──────── Stored data ────────

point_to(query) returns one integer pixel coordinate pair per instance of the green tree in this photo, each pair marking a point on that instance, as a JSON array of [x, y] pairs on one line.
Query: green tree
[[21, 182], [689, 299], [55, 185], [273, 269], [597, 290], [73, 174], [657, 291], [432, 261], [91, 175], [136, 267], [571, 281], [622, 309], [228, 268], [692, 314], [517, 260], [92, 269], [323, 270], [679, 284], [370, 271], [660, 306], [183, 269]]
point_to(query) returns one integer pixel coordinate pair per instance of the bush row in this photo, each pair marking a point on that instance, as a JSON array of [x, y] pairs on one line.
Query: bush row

────────
──────── Stored data ────────

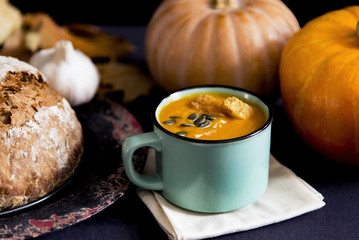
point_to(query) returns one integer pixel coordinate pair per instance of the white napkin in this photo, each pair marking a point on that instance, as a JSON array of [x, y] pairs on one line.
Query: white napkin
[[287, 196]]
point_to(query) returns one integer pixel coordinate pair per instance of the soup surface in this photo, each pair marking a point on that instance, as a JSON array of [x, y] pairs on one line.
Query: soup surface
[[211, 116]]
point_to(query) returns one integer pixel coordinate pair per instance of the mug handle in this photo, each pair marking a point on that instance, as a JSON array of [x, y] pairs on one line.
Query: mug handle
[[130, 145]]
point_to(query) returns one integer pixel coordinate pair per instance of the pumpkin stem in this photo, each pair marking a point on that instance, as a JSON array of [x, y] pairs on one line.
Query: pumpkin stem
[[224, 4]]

────────

Rewrite the lines starting at the line that contains "of the green" and ending with the line that contains "Query: green tree" as a numbered list, leaving out any blank lines.

1. point_to(query) returns one integer pixel coordinate pair per instance of the green tree in this photo, each pair marking a point on that instance, as a JSON array of [x, y] pairs on one line.
2. Query: green tree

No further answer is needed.